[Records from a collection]
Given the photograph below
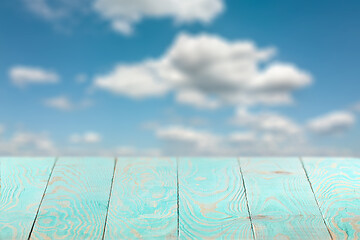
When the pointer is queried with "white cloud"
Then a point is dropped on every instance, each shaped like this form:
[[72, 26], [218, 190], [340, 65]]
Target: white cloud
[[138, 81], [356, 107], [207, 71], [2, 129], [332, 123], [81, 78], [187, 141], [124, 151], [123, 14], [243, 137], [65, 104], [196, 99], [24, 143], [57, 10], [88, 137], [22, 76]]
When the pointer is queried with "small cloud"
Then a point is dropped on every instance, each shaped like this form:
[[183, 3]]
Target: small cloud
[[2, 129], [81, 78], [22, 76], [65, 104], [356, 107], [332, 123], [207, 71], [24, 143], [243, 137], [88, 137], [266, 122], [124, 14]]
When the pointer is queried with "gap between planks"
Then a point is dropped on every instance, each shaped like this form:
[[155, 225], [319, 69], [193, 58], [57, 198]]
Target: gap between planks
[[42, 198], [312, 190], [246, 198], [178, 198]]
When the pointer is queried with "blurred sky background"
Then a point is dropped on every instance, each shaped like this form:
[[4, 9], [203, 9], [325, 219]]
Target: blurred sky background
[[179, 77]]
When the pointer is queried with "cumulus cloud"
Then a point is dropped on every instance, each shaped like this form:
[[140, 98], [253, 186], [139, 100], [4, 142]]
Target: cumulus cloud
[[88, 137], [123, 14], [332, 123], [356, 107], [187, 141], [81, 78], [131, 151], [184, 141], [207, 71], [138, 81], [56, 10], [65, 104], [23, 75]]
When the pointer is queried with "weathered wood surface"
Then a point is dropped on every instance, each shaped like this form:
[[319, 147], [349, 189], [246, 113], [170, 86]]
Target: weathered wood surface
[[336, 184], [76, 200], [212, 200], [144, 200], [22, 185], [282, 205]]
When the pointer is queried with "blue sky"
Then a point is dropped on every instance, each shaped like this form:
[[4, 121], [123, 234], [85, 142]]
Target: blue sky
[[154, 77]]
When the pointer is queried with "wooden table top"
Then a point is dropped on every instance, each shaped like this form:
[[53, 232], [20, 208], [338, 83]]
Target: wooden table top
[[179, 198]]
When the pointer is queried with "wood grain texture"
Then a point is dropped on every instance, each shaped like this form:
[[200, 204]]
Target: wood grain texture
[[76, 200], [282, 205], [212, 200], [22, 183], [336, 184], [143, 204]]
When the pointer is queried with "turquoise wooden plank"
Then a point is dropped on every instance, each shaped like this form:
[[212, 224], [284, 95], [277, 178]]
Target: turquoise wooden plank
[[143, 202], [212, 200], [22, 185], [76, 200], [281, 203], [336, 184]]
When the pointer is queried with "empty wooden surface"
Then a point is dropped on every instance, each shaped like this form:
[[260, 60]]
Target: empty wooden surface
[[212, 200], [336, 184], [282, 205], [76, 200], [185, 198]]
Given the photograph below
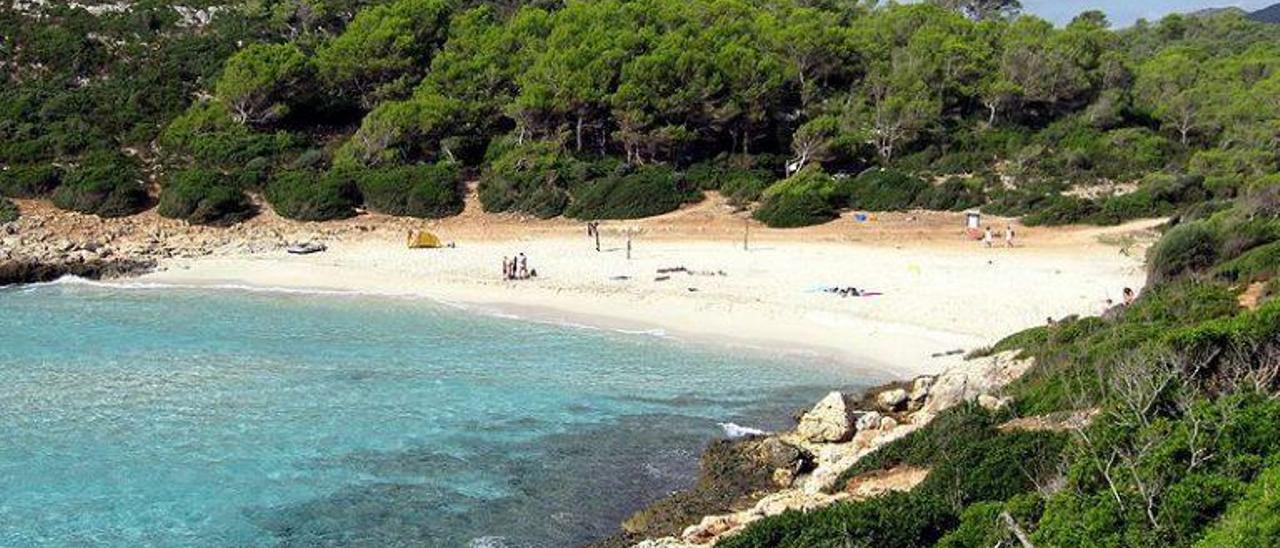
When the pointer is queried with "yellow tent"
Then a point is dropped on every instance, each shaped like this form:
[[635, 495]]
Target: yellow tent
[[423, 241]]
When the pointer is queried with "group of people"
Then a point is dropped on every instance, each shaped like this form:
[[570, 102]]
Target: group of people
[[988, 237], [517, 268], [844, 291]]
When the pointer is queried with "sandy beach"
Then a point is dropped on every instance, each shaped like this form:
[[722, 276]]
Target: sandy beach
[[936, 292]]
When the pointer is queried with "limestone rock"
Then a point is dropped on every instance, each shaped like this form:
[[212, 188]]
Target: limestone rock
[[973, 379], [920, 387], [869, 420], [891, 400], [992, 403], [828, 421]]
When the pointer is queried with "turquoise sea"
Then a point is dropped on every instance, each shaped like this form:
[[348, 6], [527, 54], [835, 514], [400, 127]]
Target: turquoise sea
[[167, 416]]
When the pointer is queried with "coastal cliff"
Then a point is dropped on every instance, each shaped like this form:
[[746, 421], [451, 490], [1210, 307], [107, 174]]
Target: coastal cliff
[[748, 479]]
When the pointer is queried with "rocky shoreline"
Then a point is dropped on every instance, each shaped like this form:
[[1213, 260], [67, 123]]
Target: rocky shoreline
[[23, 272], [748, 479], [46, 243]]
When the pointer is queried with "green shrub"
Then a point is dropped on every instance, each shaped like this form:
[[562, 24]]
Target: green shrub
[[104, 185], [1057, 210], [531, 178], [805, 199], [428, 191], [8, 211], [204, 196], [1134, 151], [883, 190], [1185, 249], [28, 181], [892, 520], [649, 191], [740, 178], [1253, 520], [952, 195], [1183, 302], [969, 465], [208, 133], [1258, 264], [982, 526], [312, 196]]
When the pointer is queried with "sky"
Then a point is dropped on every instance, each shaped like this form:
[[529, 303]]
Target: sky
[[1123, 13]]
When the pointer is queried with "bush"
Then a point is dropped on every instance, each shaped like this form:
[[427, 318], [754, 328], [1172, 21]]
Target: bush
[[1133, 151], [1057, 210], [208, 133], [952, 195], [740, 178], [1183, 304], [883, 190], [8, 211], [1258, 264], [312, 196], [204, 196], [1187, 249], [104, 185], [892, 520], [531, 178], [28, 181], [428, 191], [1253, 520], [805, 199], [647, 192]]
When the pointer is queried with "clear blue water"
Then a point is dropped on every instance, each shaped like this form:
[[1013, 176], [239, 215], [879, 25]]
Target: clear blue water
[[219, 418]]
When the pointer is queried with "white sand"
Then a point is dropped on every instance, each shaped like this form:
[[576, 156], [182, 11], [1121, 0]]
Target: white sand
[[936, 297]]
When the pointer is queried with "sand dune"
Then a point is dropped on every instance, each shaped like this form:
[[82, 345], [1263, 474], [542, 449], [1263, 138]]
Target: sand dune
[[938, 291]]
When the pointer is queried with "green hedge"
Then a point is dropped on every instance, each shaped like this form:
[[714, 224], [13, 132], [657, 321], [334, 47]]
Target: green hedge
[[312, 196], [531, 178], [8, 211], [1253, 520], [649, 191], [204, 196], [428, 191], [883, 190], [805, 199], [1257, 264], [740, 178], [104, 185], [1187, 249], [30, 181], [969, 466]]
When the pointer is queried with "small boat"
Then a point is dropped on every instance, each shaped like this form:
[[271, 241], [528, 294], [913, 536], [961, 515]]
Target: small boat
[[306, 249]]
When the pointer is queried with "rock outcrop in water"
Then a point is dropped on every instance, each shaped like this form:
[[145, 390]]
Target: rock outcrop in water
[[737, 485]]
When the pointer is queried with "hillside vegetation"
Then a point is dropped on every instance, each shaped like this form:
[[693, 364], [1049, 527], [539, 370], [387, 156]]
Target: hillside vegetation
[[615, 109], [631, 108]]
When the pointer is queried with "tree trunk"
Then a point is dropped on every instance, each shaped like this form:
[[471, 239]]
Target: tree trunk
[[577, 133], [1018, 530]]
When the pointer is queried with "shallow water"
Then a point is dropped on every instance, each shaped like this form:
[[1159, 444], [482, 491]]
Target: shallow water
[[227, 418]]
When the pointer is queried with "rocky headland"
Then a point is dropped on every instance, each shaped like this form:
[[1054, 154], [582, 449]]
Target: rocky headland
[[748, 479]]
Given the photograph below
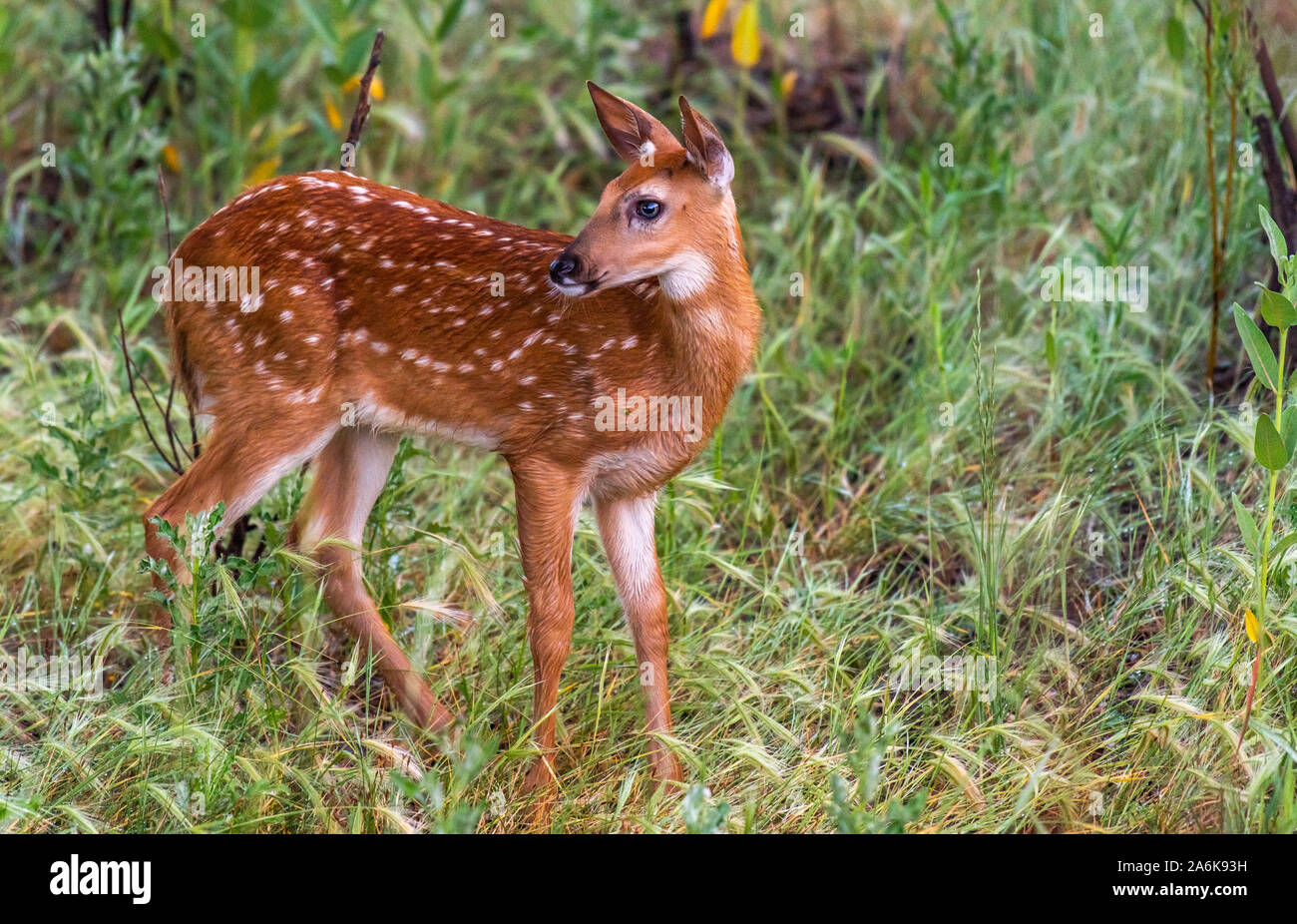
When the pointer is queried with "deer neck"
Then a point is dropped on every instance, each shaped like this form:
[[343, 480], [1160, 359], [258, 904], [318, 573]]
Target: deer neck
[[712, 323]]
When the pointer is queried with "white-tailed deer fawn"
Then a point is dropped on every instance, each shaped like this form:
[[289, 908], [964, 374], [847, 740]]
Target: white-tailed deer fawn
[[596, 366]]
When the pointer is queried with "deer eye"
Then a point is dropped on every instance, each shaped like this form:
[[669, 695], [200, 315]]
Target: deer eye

Written exercise
Strip out the images, then output the records above word for word.

Final answer
Given the photograph below
When the pointer is queried with "white cloud"
Then a point is dropped on every instance, each shaped like this form:
[[72, 26], [218, 190], [340, 65]]
Target: white cloud
[[138, 81], [356, 107], [207, 71], [2, 129], [332, 123], [81, 78], [187, 141], [124, 151], [123, 14], [243, 137], [65, 104], [196, 99], [24, 143], [57, 10], [88, 137], [22, 76]]
When the pointer is queried with "small cloud"
Then a point is dropped on every instance, each shaped like this form:
[[183, 3]]
Target: small cloud
[[2, 129], [81, 78], [22, 76], [65, 104], [356, 107], [332, 123], [207, 71], [24, 143], [243, 137], [88, 137], [266, 122], [124, 14]]
When the pointer is queried with "gap between planks"
Then a point is dropped on every instance, each shaped like this form:
[[155, 225], [319, 69], [193, 58], [57, 198]]
Target: gap between planks
[[42, 198], [312, 190], [246, 198], [178, 198]]
When the pointer is queried with "blurred sky background"
Then a point is dropped on every instance, each shaped like this form:
[[4, 9], [203, 9], [325, 219]]
Target: blurred sky background
[[179, 77]]
When the pointer is queried with "cumulus cloud"
Then a point is dropped on every instance, each shaped like this form:
[[140, 98], [253, 186], [139, 100], [4, 142]]
Target: cumulus cloud
[[88, 137], [123, 14], [332, 123], [356, 107], [187, 141], [81, 78], [131, 151], [184, 141], [207, 71], [138, 81], [56, 10], [65, 104], [23, 75]]
When the pointer is queried with "weathered wood surface"
Then a point is dropped on every instance, each shaped like this form:
[[319, 147], [349, 189], [246, 113], [170, 86]]
Target: weathered wood surface
[[336, 184], [76, 200], [212, 200], [144, 200], [22, 185], [282, 205]]
When the pointer is queried with "blue sky"
Then a point is dropped on every instance, each shaped like this form:
[[4, 121], [123, 234], [85, 142]]
Target: blue sky
[[154, 77]]
When the pointer is queried with "wooden table top"
Then a point is dropped on every instance, each shaped like this form:
[[53, 232], [20, 208], [338, 83]]
Target: wooden table top
[[179, 198]]
When the pointer is queried with "wood grain texture"
Then a point is dropped on every instance, each shaped like this form:
[[200, 204]]
Target: wood grain texture
[[76, 200], [282, 205], [212, 200], [22, 183], [336, 184], [143, 204]]
When the pointer is queried with "turquoise wooden plank"
Then a point is dropped on every instance, each shaped like this form:
[[212, 224], [284, 95], [277, 178]]
Target: turquoise wooden plank
[[143, 202], [212, 200], [22, 185], [76, 200], [281, 203], [336, 184]]
When the pointer is queried with "empty wooden surface"
Then a point is dropped on every instance, each shaped like this form:
[[260, 60]]
Target: empty wooden surface
[[212, 200], [336, 184], [282, 205], [76, 200], [185, 198]]
Given the photograph below
When the pointer is queried with "yellow tent"
Then a point is dropped on every instance, each shaped like this form:
[[635, 495]]
Target: yellow tent
[[423, 241]]
When the pointer is queried with "group of people"
Then a point is dropped on every instance, each shaped like this form:
[[570, 102]]
Target: group of people
[[988, 237], [517, 268], [844, 291]]
When the pointer is queried with "sandy beach"
Then a point is dropped on every instance, each shaped like this form:
[[722, 276]]
Target: sandy beach
[[936, 292]]
When the pointer is queried with "limestone rock"
Then a point is dropped on every instance, each shaped like this form:
[[212, 188]]
Target: limestone rock
[[973, 379], [920, 387], [869, 420], [891, 400], [992, 403], [828, 421]]
When the pointer is queried with "turquoise sea"
Then a point is dropped on every instance, each shaped like this form:
[[348, 6], [527, 54], [835, 514], [400, 127]]
Target: turquoise sea
[[167, 416]]
When the pointer is queried with "coastal cliff"
Then a point is dropped on every instance, each shaped like this form:
[[746, 421], [451, 490], [1210, 307], [107, 174]]
Target: coastal cliff
[[748, 479]]
When the pointer is queried with "rocky shoreline"
Then a point is dropped on every instance, each shaped like this form:
[[1213, 260], [67, 123]]
Target: rocky shoreline
[[23, 272], [748, 479], [46, 243]]
When the pointer is queried with "green shrub"
Then a point is dropped on every instance, each shaped like this form:
[[562, 24]]
Target: green shrub
[[104, 185], [1057, 210], [531, 178], [805, 199], [428, 191], [8, 211], [204, 196], [1134, 151], [883, 190], [1185, 249], [28, 181], [892, 520], [649, 191], [740, 178], [1253, 520], [952, 195], [1183, 302], [969, 465], [208, 133], [1258, 264], [982, 526], [312, 196]]
When the pointer is queried with "sky"
Then a point is dropped on every instance, each shaped like this form:
[[529, 303]]
Target: sky
[[1123, 13]]
When the pointer is queried with "bush"
Then a point is dropped on every instance, each shaped like this form:
[[427, 318], [754, 328], [1172, 21]]
Target: bush
[[1133, 151], [1057, 210], [208, 133], [952, 195], [740, 178], [1183, 304], [883, 190], [8, 211], [1258, 264], [312, 196], [204, 196], [1187, 249], [104, 185], [892, 520], [531, 178], [28, 181], [428, 191], [1253, 520], [805, 199], [647, 192]]
When the pointer is queried with "clear blue water"
Then a point is dropped on every instance, each shaped like this form:
[[1013, 176], [239, 215], [879, 25]]
Target: clear blue water
[[219, 418]]
When the pointer is queried with "white sand"
Then a point is dropped on every instance, each shaped like this form:
[[576, 156], [182, 11], [1121, 0]]
Target: white sand
[[936, 297]]
When the pointer is queried with "sand dune"
Then a point is dropped on every instance, each shaped like this form:
[[82, 345], [1263, 474], [542, 449], [1263, 138]]
Target: sand dune
[[938, 291]]
When the pointer is queried with "green hedge"
Then a point is dropped on every instance, each shaped like this form:
[[714, 224], [13, 132], [657, 321], [334, 47]]
Target: green hedge
[[312, 196], [531, 178], [8, 211], [1253, 520], [649, 191], [204, 196], [428, 191], [883, 190], [805, 199], [1257, 264], [740, 178], [104, 185], [1187, 249], [30, 181], [969, 466]]
When the pointer is queried with "small boat"
Then a point is dropped on every instance, each shaped like this form:
[[271, 241], [528, 294], [913, 536], [961, 515]]
Target: small boat
[[306, 249]]
When the pointer is queried with "rock outcrop in water"
Then a point is dropped on every instance, each shaped like this form:
[[145, 390]]
Target: rock outcrop in water
[[737, 485]]
When the pointer is queried with "hillside vegetation"
Then a point is dropped on every instance, each shaped like this form:
[[693, 364], [1049, 527], [539, 370], [387, 156]]
Target: hillside vegetation
[[615, 109], [631, 108]]
When the pointer is queried with "tree trunk"
Then a point is dropped on every instance, each shaped like this form:
[[471, 239]]
Target: tree trunk
[[577, 133], [1018, 530]]
When the pointer is queried with "shallow water"
Then a point is dropped on every instance, each shaped like this form:
[[1159, 444], [482, 491]]
Target: shallow water
[[227, 418]]
When the pointer is queried with "rocky headland"
Then a point is dropped on every instance, each shaped like this form:
[[1054, 154], [582, 449]]
Target: rocky headland
[[748, 479]]
Given the photograph below
When the pointer is queried with "deer neck"
Then a point is dropped on every instance, each shaped like this form:
[[343, 480], [1160, 359], [258, 904], [318, 573]]
Target: deer neck
[[712, 323]]
When the pointer is queried with "white-tailed deer fawn"
Then a point is dropped on every instance, each shaped like this form:
[[289, 908], [964, 374], [847, 740]]
Target: white-tailed deer fawn
[[596, 366]]
When the pointer is queried with "deer eye"
Then a point is dropped on every instance, each shaped like this form:
[[669, 695], [200, 315]]
Target: deer eye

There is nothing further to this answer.